» **Problem details**:
Continue the project description of Escape To Freight Island below, starting after its final sentence.

:: Source passage ::

Escape To Freight Island

Engine No4
Civil and Structural Engineer
Commercial Buildings
Arts and Cultural
Low Carbon
MMC & Modular
North England
Won "Innovation", ICE North West Awards, 2022
Won "Best Small Project", ICE North West Awards, 2022

The design team were tasked to create a ‘meanwhile use’ of one half of the vast Mayfield Depot building in Manchester. The ‘meanwhile use’ was proposed to utilise the space for up to 10 years and create a cultural venue space in the city centre which could be used by locals and residents. This ‘meanwhile use’ called for ‘temporary’ structures which could be dismantled and used again once the development was no longer required. Structural interventions within the existing depot building were to be avoided so that the original depot structure remained unaffected by the ‘meanwhile use’ development. Careful consideration was given to how best to utilise the existing asset of the Depot whilst not affecting or damaging the building fabric.

:::
:: Records supplied ::

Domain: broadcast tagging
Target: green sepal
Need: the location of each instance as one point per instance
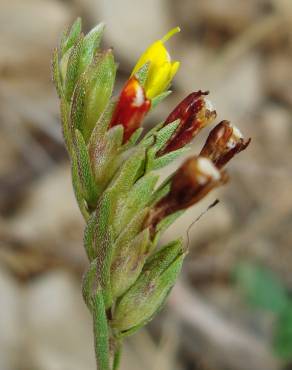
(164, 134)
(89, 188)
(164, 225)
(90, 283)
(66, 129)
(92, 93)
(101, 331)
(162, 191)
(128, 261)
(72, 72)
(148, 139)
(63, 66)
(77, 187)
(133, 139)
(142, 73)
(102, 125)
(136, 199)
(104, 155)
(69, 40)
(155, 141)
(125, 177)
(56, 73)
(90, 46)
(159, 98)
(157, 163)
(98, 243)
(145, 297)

:::

» **Output**:
The outline scope was provided by the client although the creativity and design direction were heavily driven by design team. The client wanted to create a flexible mixed use space predominantly with food and beverage units and space for live music and events. There was a stipulation in the brief to be as ‘light-touch’ as possible so that when the meanwhile use is no longer needed the installations could be removed and the existing Depot building returned to its ‘original’ state.

The original programme and budget requirements were both very lean and required the design team to engineer a solution which could be installed only 12 weeks after conception and on a limited budget. Working with the project architect, we introduced the use of shipping containers to provide the neat primary structural framing solution to create F&B venues, stages, terraces and balconies. The shipping containers were used and could be brought to site and installed within days. The use of the containers allowed for less new structural materials to be sourced/fabricated and significantly reduced both the cost and programme time on the project.

The use of recycled shipping containers on the project was ground-breaking. The containers sourced were no longer ‘allowed’ to be used to transfer freight due to their condition however with an in-depth understanding of the integral strength of the containers we were able to repurpose them for use as the structural framing for the venue spaces at Freight Island. An in-depth understanding of the existing building allowed us to find the maximum potential of the space – back calculating and reusing the existing foundations for example as well as careful analysis of the existing drainage routes and reuse of all of the below ground drainage and reduce the quantum of intrusion needed to the existing building.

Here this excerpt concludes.